> [What to work on] The entries below should be transcribed in their entirety, exactly as written.

"""

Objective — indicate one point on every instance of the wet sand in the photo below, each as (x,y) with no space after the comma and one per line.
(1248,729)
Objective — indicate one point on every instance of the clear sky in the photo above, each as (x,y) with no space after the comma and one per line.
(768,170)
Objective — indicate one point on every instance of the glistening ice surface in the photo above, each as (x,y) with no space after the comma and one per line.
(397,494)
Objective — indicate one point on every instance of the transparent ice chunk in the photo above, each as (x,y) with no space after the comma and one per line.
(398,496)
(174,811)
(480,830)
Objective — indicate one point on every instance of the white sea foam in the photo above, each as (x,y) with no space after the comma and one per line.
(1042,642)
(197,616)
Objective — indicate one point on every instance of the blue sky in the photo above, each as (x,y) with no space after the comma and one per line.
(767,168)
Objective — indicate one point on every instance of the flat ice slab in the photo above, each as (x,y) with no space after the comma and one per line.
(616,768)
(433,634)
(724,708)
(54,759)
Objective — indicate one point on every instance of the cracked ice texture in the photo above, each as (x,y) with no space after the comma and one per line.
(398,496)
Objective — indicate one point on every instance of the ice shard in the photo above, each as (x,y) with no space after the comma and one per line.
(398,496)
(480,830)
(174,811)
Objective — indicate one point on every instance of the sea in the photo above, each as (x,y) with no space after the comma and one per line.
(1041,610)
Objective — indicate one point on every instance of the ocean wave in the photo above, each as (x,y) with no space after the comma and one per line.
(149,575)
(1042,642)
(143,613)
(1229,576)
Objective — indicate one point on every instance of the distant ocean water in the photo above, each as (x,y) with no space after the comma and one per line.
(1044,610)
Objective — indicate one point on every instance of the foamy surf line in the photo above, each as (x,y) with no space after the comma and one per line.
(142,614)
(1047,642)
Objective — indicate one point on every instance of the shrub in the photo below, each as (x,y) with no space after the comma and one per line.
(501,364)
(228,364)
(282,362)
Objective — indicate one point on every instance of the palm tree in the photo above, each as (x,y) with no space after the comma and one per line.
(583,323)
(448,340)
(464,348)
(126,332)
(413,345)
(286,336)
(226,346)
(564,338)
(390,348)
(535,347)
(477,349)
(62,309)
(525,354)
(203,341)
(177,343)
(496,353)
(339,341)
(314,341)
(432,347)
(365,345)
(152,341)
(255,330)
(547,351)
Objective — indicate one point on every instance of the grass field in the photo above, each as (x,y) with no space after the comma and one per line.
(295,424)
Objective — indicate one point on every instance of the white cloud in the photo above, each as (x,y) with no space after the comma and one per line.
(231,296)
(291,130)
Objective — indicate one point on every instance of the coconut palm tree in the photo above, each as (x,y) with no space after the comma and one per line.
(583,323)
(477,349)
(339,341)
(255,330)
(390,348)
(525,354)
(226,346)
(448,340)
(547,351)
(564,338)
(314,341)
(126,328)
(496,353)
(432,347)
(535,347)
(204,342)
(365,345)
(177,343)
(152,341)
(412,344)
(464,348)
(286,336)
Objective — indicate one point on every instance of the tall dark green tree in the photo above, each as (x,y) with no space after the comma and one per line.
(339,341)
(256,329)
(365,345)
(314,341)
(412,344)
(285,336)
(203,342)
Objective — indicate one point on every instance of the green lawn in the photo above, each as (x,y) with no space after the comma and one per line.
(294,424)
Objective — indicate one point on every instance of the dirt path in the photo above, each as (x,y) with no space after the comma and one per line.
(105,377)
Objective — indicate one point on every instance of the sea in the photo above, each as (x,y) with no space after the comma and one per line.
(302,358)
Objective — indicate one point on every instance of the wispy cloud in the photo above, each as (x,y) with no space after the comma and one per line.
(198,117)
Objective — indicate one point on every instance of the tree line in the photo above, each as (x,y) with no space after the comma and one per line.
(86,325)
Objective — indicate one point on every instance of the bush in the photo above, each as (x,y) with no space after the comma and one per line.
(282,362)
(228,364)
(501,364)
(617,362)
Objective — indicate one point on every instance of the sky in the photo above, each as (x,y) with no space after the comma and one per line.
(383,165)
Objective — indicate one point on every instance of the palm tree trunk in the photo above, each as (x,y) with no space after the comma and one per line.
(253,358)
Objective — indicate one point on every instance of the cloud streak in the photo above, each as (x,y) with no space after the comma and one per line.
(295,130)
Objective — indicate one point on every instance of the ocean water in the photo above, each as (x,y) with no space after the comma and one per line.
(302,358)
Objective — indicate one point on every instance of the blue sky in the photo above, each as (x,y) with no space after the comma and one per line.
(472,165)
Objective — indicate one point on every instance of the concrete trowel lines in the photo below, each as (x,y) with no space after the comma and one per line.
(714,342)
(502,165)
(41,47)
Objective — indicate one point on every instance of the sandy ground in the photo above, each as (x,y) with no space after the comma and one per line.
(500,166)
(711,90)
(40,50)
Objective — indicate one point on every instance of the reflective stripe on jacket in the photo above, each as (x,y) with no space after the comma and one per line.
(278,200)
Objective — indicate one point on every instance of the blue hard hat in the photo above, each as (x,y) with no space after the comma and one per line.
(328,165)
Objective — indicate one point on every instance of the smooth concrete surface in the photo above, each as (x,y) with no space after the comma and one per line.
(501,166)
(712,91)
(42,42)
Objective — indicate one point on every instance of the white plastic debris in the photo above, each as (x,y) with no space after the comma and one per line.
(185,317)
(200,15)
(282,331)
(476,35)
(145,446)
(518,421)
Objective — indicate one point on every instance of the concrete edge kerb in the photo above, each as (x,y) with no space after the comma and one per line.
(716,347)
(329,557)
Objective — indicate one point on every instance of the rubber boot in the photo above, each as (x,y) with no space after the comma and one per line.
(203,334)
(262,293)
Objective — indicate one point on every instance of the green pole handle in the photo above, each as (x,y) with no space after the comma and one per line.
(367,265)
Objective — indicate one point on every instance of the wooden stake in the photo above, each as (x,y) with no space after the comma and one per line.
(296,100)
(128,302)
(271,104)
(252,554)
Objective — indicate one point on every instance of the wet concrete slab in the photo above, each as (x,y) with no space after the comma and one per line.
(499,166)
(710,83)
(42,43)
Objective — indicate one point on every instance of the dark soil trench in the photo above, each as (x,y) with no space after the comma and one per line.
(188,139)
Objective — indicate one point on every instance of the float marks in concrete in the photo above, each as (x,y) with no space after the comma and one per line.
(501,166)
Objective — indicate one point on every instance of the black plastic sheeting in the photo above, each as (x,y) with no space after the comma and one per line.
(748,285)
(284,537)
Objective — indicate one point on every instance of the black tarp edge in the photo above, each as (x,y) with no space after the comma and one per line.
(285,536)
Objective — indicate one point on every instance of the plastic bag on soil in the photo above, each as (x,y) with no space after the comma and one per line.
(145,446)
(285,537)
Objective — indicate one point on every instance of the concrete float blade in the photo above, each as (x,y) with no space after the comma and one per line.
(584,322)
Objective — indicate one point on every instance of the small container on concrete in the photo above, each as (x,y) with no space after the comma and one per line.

"""

> [Exercise answer]
Objective — indicate one point on every instance of the wet sand in the photo below, each as (x,y) with no space after the comma and one per line.
(1248,729)
Objective — indicate one point on every instance of the clear sky in the photo above, each as (x,y) with no space after the comma and one per line.
(768,170)
Objective — indicate one point on every instance of the glistening ice surface in the photo above, each as (x,y) with no space after the comma and one per line.
(397,494)
Objective — indicate one point on every instance of the transparent ice chunk in the photo above, each as (x,y) with no space after the comma and one per line.
(398,496)
(174,811)
(480,830)
Objective — indicate one point on every instance of the white sea foam in the photo above, each as (x,y) with no space after the comma and one per line.
(1042,642)
(197,616)
Objective — indicate one point on every instance of the blue sky in the photo above, each as (x,y) with no space after the comma and one per line.
(767,168)
Objective — indicate one point on every instance of the flat ice slab in the photo above, each as (x,y) with no space after the comma and one per line.
(616,768)
(433,634)
(724,708)
(54,759)
Objective — indicate one point on every instance of the cracked ice texture in the photo above, each as (x,y) with no space after the comma and one per line.
(398,496)
Objective — indicate one point on every instance of the ice shard in the photo above, each as (x,y) with no space after the comma and one per line.
(398,496)
(480,830)
(174,811)
Objective — indicate one point on every instance of the sea in the photo above, each as (x,y) with no space after the comma and one per line.
(1041,610)
Objective — indicate one point on every instance of the ocean wave in the photo above, each as (x,y) with no space after the comma and one per line.
(149,575)
(1042,642)
(143,613)
(1229,576)
Objective — indicate one point on every instance of the distant ocean water in the photo above, each as (x,y) with no space after the comma and one per line.
(1044,610)
Objective — indicate one point on every instance of the foamy surf line in the photo above, each as (x,y) with no space after the comma and one per line.
(142,614)
(1047,642)
Objective — indicate one point on every instance of the shrub in the photo below, each as (x,y) with no space after the comma and one per line.
(501,364)
(228,364)
(282,362)
Objective — indicate one point on every instance of the palm tree in the photo above, each as (x,y) with no space after the comma and one per line.
(583,323)
(448,340)
(464,348)
(126,332)
(413,345)
(286,336)
(226,346)
(564,338)
(390,348)
(535,347)
(477,349)
(62,309)
(525,354)
(203,341)
(177,343)
(496,353)
(339,341)
(314,341)
(432,347)
(365,345)
(152,341)
(255,330)
(547,351)
Objective — indicate one point on every instance of the grass field in the photo above, each as (x,y) with no space after the comma and one per line.
(295,424)
Objective — indicate one point on every instance of the white cloud in the photo above, each as (x,y) with no space after the comma and one per line.
(231,296)
(291,130)
Objective — indicate one point on every instance of the coconut palm tree in the photo above, each as (x,y) with no space after the comma and one per line.
(583,323)
(477,349)
(339,341)
(255,330)
(390,348)
(525,354)
(226,346)
(448,340)
(547,351)
(564,338)
(314,341)
(126,328)
(496,353)
(432,347)
(535,347)
(204,342)
(365,345)
(177,343)
(152,341)
(412,344)
(464,348)
(286,336)
Objective — indicate one point on every instance of the tall dark green tree in the photo above, each as (x,y) with no space after the comma and one per line.
(339,341)
(256,329)
(365,345)
(314,341)
(412,344)
(285,336)
(203,342)
Objective — indicate one point on every instance of the green lawn in the photo above, each as (x,y) with no space after the comma and one per line.
(294,424)
Objective — indicate one point on every instance of the dirt path in the photo above, each as (x,y) with no space after the comma and one per line.
(105,377)
Objective — indicate one point on every instance of the sea in the photo above, each as (x,y) with no space after the comma and one per line.
(302,358)
Objective — indicate one point on every instance of the wispy cloud in the photo above, each as (x,y) with no space after the comma and one per line.
(198,117)
Objective — indicate one point on every instance of the tree line in the photo above, each as (x,y) with no space after the comma and one per line.
(86,325)
Objective — indicate one point on every instance of the bush in the photo above, each as (x,y) with no space after the comma and one per line.
(282,362)
(228,364)
(501,364)
(617,362)
Objective — indicate one point on every instance of the sky in the photo above, each as (x,y) with no space after the comma and one per line.
(383,165)
Objective — indicate one point on every instance of the palm tree trunk in the photo above, each as (x,y) with no space after the comma and one per line.
(253,358)
Objective — indicate one point on every instance of the cloud streak in the photo above, each as (x,y) with no space after the comma and one per line.
(295,130)
Objective — indicate one point on every instance of the ocean water in the photo above, each as (x,y) with no space after the comma and one per line.
(302,358)
Objective — indicate one point on every instance of the blue sky in the photo above, each as (x,y) with no space after the comma and one per line.
(472,165)
Objective — indicate one point on every instance of the concrete trowel lines in the photo below, each as (x,y) with no space after the comma and one per line.
(714,342)
(502,165)
(41,47)
Objective — indicate one point on every instance of the sandy ground in the photo above, each as (x,y) with no space after the comma and one per line.
(500,166)
(711,90)
(40,50)
Objective — indicate one point on every instance of the reflective stripe on jacket in the photo above, each as (x,y) with no space after the comma and one per line.
(278,200)
Objective — indicate one point on every instance of the blue hard hat in the photo above, each as (x,y) with no space after the comma and one per line.
(328,165)
Objective — indicate one point on every instance of the smooth concrete surface in the photo above, each as (x,y) with no space after the comma and one per line.
(501,166)
(712,91)
(42,42)
Objective — indicate one point on every instance of the white plastic debris in the photo above, each as (x,y) with no space after the comma and one per line.
(185,317)
(200,15)
(282,331)
(476,35)
(145,446)
(518,421)
Objective — indicate one point on every instance of the concrete edge kerb in the photo above, each as (x,y) with no space after the comma and one per line.
(716,347)
(329,557)
Objective — indicate one point on every instance of the rubber boot in the photo above, each as (x,y) with no space after the comma and one per line.
(203,334)
(262,293)
Objective — indicate one point on every instance of the green pole handle in the photo above, each as (x,y) with no space after the comma and one per line.
(367,265)
Objective — indicate one point on every instance of the wooden stake in the photo above, each as (x,y) with no space after the comma and one per line.
(296,100)
(128,302)
(271,104)
(252,554)
Objective — indicate one point on every instance of the wet concrete slab in the photo above, each as (x,y) with no space after the comma and one per line.
(499,166)
(710,83)
(42,43)
Objective — indicate one point on every instance of the dark soil trench in the photo above, each as (x,y) with no space after the comma and one per line.
(188,139)
Objective — indicate one point on every instance of the float marks in concrete in the photo above, each as (x,y) with no space after the comma and one per line.
(501,166)
Objective — indicate one point on every instance of the black plastic sheeting in the photo above, each as (x,y) with no space after the comma and one per line.
(748,285)
(284,537)
Objective — indicate one point on every instance of the black tarp edge in the photo above, each as (x,y) with no space after the comma and one per line.
(285,536)
Objective — indicate one point on every instance of the plastic bag on soil in the photo above, each as (x,y) with no space after the comma and one per line.
(145,446)
(285,537)
Objective — indicate one point on every instance of the concrete float blade in the photo above, each as (x,y) with no space after the comma and one per line.
(584,322)
Objective — indicate one point on every instance of the small container on concrete in the photo above, each as (x,y) with no space after the comma and one per line.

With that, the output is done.